* Trecho de origem
Outra crítica da oposição e das autoridades eleitorais é sobre a real eficácia de uma consulta popular e da posterior votação no Congresso, que o governo quer definir antes das eleições de 2014. E muitos questionam o próprio plebiscito. “Em todo caso, é perfeitamente possível fazer uma reforma política sem convocar uma constituinte”, afirmou Santoro. “Muitas coisas podem ser feitas mudando só as leis ou os estatutos dos partidos, mas, inclusive, se for preciso emendar a Constituição, isso pode ser feito por via parlamentar, com a única diferença de que é preciso contar com 60% dos votos e não com a maioria absoluta, como em uma assembleia constituinte”, explicou.

Lattman-Weltman foi mais contundente, dizendo que qualquer reforma política cabe ao Poder Legislativo. “Quando se fala de reforma se quer desviar a atenção das ruas, que pedem maior poder de decisão”, opinou o especialista político Ricardo Ismael, da Pontifícia Universidade Católica do Rio de Janeiro. “Se tenta canalizar a energia das ruas, quando é evidente que esse tema não estava entre os manifestantes. O que querem é mais hospitais e melhor transporte público. De outra forma, a insatisfação vai continuar”, disse à IPS.

Os manifestantes também questionam a impunidade, a corrupção e a obscura cumplicidade por interesses partidários de seus governantes, tanto nacionais como locais, sem distinção de partidos aliados ou opositores do governante PT. Nesse sentido, Ismael disse que “o importante” é resolver medidas pontuais, com proibir o “caixa dois” (contabilidade paralela de campanhas eleitorais), limitar ou proibir seu financiamento privado e dar-lhe “maior transparência”, por exemplo, prestando contas aos eleitores sobre a origem desses recursos antes da votação. Para este especialista, pontos como esse devem ser discutidos primeiro no Congresso e depois serem submetidos a um referendo.

No entanto, Lattman-Weltman considera “essencial” que o parlamento também aprove reformas na regra atual de suplência de senadores. “É um absurdo. As pessoas votam em seu senador sem saber quem é o suplente”, afirmou. Porém, o tema mais polêmico é sobre o sistema eleitoral para deputados e vereadores, atualmente proporcional e com lista aberta. O debate é se deve ser mudado para o voto distrital puro ou misto, ou voto majoritário para a eleição de parlamentares. Outra opção é a lista flexível ou fechada, proposta pelos partidos tradicionais, ou o voto em dois turnos, como defendem organizações da sociedade civil.

* Dados registrados
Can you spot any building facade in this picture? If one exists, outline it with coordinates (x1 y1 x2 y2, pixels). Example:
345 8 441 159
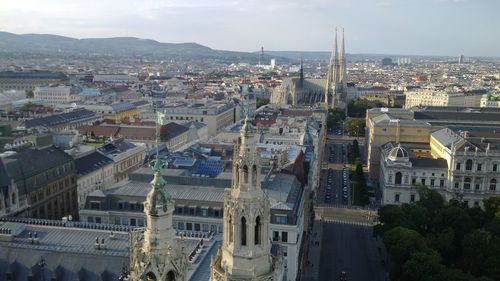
210 119 283 281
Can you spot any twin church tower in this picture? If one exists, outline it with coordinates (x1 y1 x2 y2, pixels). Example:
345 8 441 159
129 112 283 281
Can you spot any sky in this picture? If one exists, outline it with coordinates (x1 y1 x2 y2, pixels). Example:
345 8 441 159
0 0 500 57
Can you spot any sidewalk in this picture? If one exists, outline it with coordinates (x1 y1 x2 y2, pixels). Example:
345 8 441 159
304 215 323 281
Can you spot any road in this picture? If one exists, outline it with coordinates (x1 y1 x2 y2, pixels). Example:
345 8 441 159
303 133 386 281
319 221 385 281
316 142 351 206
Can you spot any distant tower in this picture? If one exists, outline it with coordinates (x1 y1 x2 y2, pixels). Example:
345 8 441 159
325 28 347 108
129 112 187 281
210 114 283 281
259 47 264 65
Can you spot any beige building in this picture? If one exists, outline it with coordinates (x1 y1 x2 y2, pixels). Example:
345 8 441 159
210 116 286 281
479 93 500 108
365 108 431 180
380 128 500 207
161 101 240 137
34 86 78 106
405 88 484 108
0 71 68 92
75 150 115 209
97 139 146 183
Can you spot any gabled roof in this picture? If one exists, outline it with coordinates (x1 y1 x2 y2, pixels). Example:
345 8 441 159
75 151 113 176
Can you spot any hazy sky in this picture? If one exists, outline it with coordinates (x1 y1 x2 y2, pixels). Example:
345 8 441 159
0 0 500 56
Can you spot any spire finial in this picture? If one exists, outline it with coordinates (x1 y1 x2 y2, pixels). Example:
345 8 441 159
150 106 165 172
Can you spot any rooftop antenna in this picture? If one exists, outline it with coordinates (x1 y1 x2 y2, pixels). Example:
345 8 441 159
396 119 400 145
259 47 264 65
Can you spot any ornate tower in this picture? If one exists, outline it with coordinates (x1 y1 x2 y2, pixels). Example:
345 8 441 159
325 28 347 108
211 116 283 281
130 112 187 281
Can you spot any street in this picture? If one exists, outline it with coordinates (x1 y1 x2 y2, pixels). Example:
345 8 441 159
319 220 385 281
304 134 386 281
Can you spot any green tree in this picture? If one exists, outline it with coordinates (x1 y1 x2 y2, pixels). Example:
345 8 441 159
463 229 500 280
345 118 366 137
417 186 444 216
384 226 430 279
257 99 269 108
326 108 345 130
26 90 35 99
401 250 446 281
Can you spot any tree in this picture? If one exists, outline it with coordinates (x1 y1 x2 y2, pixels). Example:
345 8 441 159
384 226 430 279
417 186 444 216
257 99 269 108
347 98 373 118
345 118 366 137
26 90 35 99
401 250 446 281
462 229 500 280
326 108 345 130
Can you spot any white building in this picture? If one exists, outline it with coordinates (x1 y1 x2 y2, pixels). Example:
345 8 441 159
380 128 500 206
34 86 79 106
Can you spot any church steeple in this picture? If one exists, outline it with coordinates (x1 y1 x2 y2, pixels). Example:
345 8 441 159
211 111 283 281
130 113 187 281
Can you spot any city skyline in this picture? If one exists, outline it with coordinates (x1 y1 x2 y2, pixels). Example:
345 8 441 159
0 0 500 57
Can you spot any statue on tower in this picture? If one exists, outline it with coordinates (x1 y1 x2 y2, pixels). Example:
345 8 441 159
130 113 187 281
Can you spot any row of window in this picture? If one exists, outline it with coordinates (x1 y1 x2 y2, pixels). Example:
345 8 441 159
455 159 498 172
454 178 497 191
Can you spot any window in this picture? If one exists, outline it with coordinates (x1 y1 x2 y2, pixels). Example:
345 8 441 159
274 215 286 224
396 172 403 184
243 165 248 183
464 178 471 189
241 217 247 246
490 179 497 191
281 231 288 243
273 231 280 241
254 216 262 245
90 201 101 210
465 159 472 171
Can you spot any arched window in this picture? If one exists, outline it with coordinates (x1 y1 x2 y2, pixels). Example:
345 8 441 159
243 165 248 183
254 217 262 245
227 215 233 243
146 271 156 281
167 270 175 281
234 165 240 185
465 159 472 171
395 172 403 184
252 165 257 186
241 217 247 246
464 176 471 189
490 179 497 191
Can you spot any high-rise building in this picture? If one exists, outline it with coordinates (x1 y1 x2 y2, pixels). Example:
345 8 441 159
211 117 283 281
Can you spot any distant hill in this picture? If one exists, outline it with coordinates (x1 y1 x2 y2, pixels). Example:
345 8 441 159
0 31 287 63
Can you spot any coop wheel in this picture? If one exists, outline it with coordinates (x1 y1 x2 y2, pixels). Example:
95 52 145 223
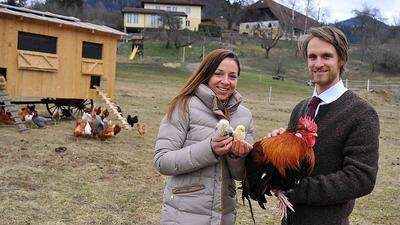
46 99 69 116
69 99 93 119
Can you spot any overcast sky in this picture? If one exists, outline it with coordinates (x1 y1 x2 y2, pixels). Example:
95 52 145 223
28 0 400 24
279 0 400 24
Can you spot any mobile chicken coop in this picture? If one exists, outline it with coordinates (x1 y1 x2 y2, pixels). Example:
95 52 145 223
0 4 126 118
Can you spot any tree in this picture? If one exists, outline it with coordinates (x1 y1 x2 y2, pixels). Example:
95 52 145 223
252 23 283 58
3 0 26 7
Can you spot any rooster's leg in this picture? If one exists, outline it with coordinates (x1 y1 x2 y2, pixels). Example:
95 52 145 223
275 190 294 220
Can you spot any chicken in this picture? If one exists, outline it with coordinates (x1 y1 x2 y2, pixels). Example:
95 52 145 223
242 117 318 221
74 120 85 140
215 119 233 137
233 125 246 140
18 107 30 121
51 108 62 124
96 124 121 140
91 115 105 135
32 111 51 128
136 123 147 137
24 113 36 128
126 115 139 127
83 122 94 137
0 107 12 125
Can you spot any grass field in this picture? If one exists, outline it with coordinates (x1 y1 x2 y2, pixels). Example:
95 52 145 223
0 40 400 225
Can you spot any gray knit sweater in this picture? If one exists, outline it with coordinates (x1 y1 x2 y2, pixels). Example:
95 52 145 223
283 91 379 225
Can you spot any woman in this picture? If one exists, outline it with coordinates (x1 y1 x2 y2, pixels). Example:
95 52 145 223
154 49 253 225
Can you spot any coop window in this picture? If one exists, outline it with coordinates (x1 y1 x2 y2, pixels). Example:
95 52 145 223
0 67 7 80
18 31 57 54
82 41 103 59
90 76 100 89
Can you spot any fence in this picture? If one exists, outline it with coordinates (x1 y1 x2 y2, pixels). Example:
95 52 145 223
343 79 400 91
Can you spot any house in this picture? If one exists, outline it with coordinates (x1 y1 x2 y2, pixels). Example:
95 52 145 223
122 7 187 33
122 0 203 32
239 0 320 37
0 4 126 99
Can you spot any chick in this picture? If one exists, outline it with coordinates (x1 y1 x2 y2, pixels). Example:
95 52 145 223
215 119 233 137
233 125 246 140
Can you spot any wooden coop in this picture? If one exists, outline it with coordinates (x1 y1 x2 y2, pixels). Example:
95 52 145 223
0 4 126 118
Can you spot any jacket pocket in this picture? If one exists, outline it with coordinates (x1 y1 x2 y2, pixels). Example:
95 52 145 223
172 184 206 194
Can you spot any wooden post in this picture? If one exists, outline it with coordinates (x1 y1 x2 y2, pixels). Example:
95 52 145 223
182 46 186 63
201 44 206 61
268 86 272 103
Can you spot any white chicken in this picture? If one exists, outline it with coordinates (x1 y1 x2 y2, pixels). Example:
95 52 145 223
215 119 233 137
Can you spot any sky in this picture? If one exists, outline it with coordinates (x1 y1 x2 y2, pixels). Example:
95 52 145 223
278 0 400 25
28 0 400 25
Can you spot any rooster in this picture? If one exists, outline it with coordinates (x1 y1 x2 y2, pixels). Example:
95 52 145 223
242 117 318 222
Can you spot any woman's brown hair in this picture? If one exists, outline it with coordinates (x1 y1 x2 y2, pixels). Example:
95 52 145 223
167 49 240 121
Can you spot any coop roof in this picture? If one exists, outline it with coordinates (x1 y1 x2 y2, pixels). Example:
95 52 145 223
0 4 126 36
122 7 187 17
142 0 204 6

* Tarefas
1) De acordo com o texto sobre a reforma política, que percentual de votos é exigido para emendar a Constituição por via parlamentar?
2) Continue o texto sobre a reforma política a partir da última frase apresentada.
Os dados não são necessários para nenhuma das tarefas.

* Resultados por tarefa
1) É preciso contar com 60% dos votos.

2)
A falta de consenso partidário se reflete na opinião dos dois analistas políticos entrevistados. Lattman-Weltman é favorável a uma lista fechada, “porque fortaleceria os partidos, reduziria drasticamente o número de candidatos” e os gastos de campanha, além de permitir melhor fiscalização. Já Ismael defende que se mantenha o sistema proporcional, mas que sejam proibidas as coalizões partidárias para eleger deputados e vereadores, destacando que a lista seria “pior”, porque reduziria “violentamente o número de partidos”, impedindo a renovação.

No que ambos concordam é quanto à necessidade de proibir ou limitar as contribuições de empresas privadas para as campanhas eleitorais, para que aqueles que chegam ao governo não sejam obrigados a favorecê-las nas licitações, por exemplo. Marco Aurélio Garcia, assessor para assuntos internacionais da presidente Dilma, disse que uma das razões do “mal-estar” brasileiro é que as mudanças econômicas e sociais obtidas pelo governo do PT “não foram acompanhadas pelas transformações institucionais dos poderes do Estado, dos partidos e dos meios de comunicação, fortemente concentrados”.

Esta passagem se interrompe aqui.